====== Seitenauszug
Dieses Ziel wollen die Wissenschaftlerinnen und Wissenschaftler durch die Kombination verschiedener experimenteller Methoden mit mathematischen Modellen erreichen. Damit soll es gelingen, die Mechanismen zu entschlüsseln, die das Wachstum von mutierten Krebszellen in einer Umgebung von gesunden Zellen steuern. Hierbei kommen fortschrittliche Techniken wie genetisches Barcoding, Einzelzellgenomik und räumliche Transkriptomik zum Einsatz, um die Abstammung und Dynamik mutierter Klone zu verfolgen. Es sollen so diejenigen genetischen Programme identifiziert werden, die den Zellwettbewerb steuern und den mutierten Klonen die Überwindung von natürlichen Wachstumsgrenzen erlauben. Durch genetische Manipulation von 3D-Organoidkulturen mittels CRISPR/Cas9 und detaillierten somatischen SNV-basierten Abstammungsanalysen wollen die Wissenschaftler*innen auch in menschlichen Geweben erforschen, inwieweit diese Prinzipien zwischen Mensch und murinen Modellsystemen erhalten sind. Die Ergebnisse sollen neue therapeutische Ansätze zur Prävention und Früherkennung sowie Verhinderung von Tumorbildung auch durch altersbedingte Gewebeveränderungen liefern.
Zusammengefasst zielt die Studie darauf ab, die klonale Pathogenese von Tumoren in verschiedenen Geweben besser zu verstehen. Sie gliedert sich in drei komplementäre Ziele:
1. Dynamik von Tumorklonen verstehen: Die Ausbreitung von mutierten Tumorzellklonen wird quantifiziert, um zu analysieren, wie sie mit benachbarten „gesunden“ Zellklonen konkurrieren.
2. Einfluss von Alterung und Verletzungen: Es wird untersucht, wie Alterungsprozesse und Verletzungen die Konkurrenz zwischen Zellen beeinflussen und zur Krebsbildung beitragen können.
3. Übertragung auf menschliche Gewebe: Die Mechanismen der klonalen Pathogenese sollen zudem in menschlichen Geweben erforscht werden.
============
====== Bereitgestellte Angaben
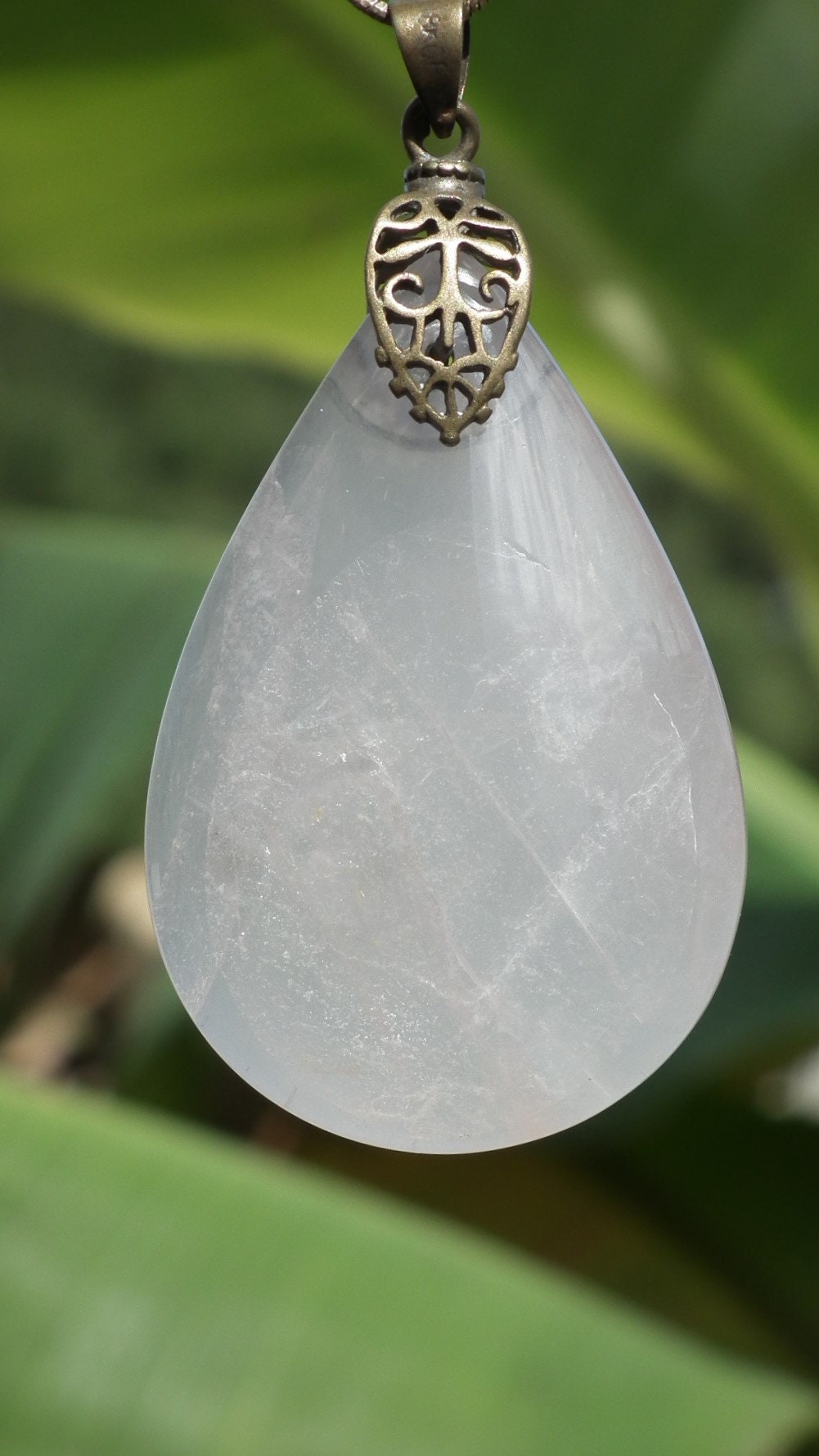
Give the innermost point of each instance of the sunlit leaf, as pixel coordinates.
(162, 1293)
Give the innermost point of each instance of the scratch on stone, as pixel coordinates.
(525, 555)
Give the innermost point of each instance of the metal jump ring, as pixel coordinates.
(417, 125)
(379, 9)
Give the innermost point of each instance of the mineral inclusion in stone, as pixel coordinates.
(445, 838)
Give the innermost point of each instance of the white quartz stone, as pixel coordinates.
(446, 843)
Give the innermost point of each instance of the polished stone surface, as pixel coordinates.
(445, 839)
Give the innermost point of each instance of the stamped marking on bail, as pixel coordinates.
(432, 47)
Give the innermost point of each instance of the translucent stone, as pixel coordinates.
(446, 843)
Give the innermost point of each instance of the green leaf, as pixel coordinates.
(164, 1293)
(95, 616)
(220, 192)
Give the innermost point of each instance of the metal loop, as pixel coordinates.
(417, 125)
(379, 9)
(433, 37)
============
**Zu beantwortende Fragen**
a: Kannst du im Auszug über klonale Tumorentstehung „Verletzungen“ gegen „Entzündungen“ austauschen und die Passage so wiedergeben? Beginne bei den Worten „2. Einfluss von“ und höre nach „Geweben erforscht werden.“ auf.
b: Kannst du am Ende des Auszugs über klonale Tumorentstehung anknüpfen und ihn weiterschreiben?
Die Liste spielt hierfür keine Rolle.

**Lösungen der Aufgaben**
a:
2. Einfluss von Alterung und Entzündungen: Es wird untersucht, wie Alterungsprozesse und Entzündungen die Konkurrenz zwischen Zellen beeinflussen und zur Krebsbildung beitragen können.
3. Übertragung auf menschliche Gewebe: Die Mechanismen der klonalen Pathogenese sollen zudem in menschlichen Geweben erforscht werden.

b:
„Der ERC Synergy Grant gehört zu den wichtigsten Wissenschaftspreisen in Europa und wird nur an herausragende Forschungsvorhaben vergeben, die das Potenzial haben, echte Durchbrüche zu erzielen“, gratuliert Prof. Esther Troost, Dekanin der Medizinischen Fakultät der TU Dresden: „Mit ClonEScape wagen sich die Forscherinnen und Forscher an die Wurzeln der Krebsentstehung. Diese Auszeichnung unterstreicht nicht nur die Bedeutung dieses Vorhabens, sondern auch die Expertise in der Krebsforschung am Wissenschaftsstandort Dresden.“
Prof. Michael Albrecht, Medizinischer Vorstand des Dresdner Uniklinikums, ergänzt: „Wenn wir besser verstehen, wie und warum Tumore entstehen, können wir früher eingreifen, gezielter behandeln und die Heilungschancen für unsere Patientinnen und Patienten entscheidend verbessern. Wir sind stolz darauf, dass Dresden diese renommierte Förderung erlangen konnte."
Zur Person:
Prof. Dr. med. Dr. Daniel Stange studierte Medizin in Hamburg und Heidelberg und promovierte 2006 am Deutschen Krebsforschungszentrum. Nach seiner Approbation begann er seine Ausbildung zum Viszeralchirurgen an der Universität Heidelberg. Seine wissenschaftliche Weiterbildung, die er mit einem PhD abschloss, absolvierte Daniel Stange an der Universität Utrecht, Niederlande. Ende 2012 wechselte er nach Dresden, wo er mittlerweile als Erster Oberarzt an der Klinik und Poliklinik für Viszeral-, Thorax- und Gefäßchirurgie am Universitätsklinikum Carl Gustav Carus der TU Dresden arbeitet. Er leitet das Chirurgische Forschungslabor der Medizinischen Fakultät der TU Dresden und führt am NCT/UCC Dresden die Preclinical Model Unit (PMU). Seine wissenschaftlichen Schwerpunkte liegen auf der translationalen Forschung zu Magen- und Kolonkarzinomen sowie der Molekularbiologie der intestinalen und gastralen Stammzelle.